Acórdão do Supremo Tribunal de Justiça
Processo:
825/21.3T8VCT.G1.S1-A
Nº Convencional: 4.ª SECÇÃO
Relator: MÁRIO BELO MORGADO
Descritores: COMPETÊNCIA MATERIAL
CONTRATO INDIVIDUAL DE TRABALHO
CONTRATO DE TRABALHO EM FUNÇÕES PÚBLICAS
Data do Acordão: 06/22/2022
Votação: UNANIMIDADE
Texto Integral: S
Privacidade: 1
Meio Processual: AGRAVO
Decisão: NEGADA A REVISTA.
Sumário :
Invocando o autor uma relação de trabalho regulada pelo regime do Código do Trabalho e não pela Lei Geral do Contrato de Trabalho em Funções Públicas, é competente o tribunal do trabalho e não o tribunal administrativo, ainda que o réu seja uma pessoa coletiva de direito público.
Decisão Texto Integral:


Proc. n.º 825/21.3T8VCT.G1.S1
MBM/JG/RP

Acordam na Secção Social do Supremo Tribunal de Justiça

I.

1. AA e outros intentaram ação declarativa de condenação, com processo comum, contra INSTITUTO DO EMPREGO E FORMAÇÃO PROFISSIONAL, I.P., pedindo, nomeadamente, que os autores sejam reconhecidos e declarados como trabalhadores do réu durante os períodos em que trabalharam para o mesmo, com todas as consequências legais inerentes.

2. Na 1ª instância, foi proferido despacho saneador, a julgar procedente a exceção dilatória de incompetência material do tribunal de trabalho e, consequentemente, a absolver o R. da Instância (por se ter entendido que a competência cabe aos Tribunais Administrativos).

3. Os autores apelaram, tendo o Tribunal da Relação de Guimarães, julgando o recurso procedente, revogado a decisão recorrida e declarado a competência em razão da matéria do juízo do trabalho, mais determinando o prosseguimento dos autos.

→ **Instrução**: No excerto selecionado, que tribunal revogou a decisão da 1.ª instância e declarou a competência do juízo do trabalho?

→ **Registos extraídos de uma coleção**:

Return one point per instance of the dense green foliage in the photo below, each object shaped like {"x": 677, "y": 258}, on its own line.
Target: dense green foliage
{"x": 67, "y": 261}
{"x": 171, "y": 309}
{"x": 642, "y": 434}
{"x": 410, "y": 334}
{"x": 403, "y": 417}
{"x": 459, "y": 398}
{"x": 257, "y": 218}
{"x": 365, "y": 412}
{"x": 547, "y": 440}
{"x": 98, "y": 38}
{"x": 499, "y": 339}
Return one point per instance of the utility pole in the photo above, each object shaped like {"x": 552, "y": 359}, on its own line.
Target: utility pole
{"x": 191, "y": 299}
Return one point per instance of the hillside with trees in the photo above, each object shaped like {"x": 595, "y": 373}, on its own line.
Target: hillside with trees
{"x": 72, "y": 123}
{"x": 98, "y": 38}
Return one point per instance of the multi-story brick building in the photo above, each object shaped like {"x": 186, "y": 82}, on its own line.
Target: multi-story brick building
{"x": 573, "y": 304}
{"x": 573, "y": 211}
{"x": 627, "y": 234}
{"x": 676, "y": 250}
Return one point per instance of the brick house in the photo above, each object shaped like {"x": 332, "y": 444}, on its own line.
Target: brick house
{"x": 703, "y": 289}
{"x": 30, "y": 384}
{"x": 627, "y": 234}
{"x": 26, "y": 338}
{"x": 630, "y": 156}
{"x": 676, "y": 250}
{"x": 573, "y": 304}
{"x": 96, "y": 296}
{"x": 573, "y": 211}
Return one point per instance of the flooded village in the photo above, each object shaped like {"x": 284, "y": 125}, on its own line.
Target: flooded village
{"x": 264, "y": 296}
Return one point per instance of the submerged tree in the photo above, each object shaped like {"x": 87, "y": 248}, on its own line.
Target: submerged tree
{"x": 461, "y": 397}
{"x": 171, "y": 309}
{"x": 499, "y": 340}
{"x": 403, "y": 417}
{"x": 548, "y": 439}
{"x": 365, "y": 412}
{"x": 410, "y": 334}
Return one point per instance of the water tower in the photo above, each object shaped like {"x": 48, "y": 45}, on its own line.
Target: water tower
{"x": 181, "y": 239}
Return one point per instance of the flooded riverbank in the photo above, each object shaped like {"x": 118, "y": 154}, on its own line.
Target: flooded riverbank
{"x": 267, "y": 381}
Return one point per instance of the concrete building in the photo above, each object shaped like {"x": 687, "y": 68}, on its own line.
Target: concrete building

→ **Resultado da tarefa**: O Tribunal da Relação de Guimarães.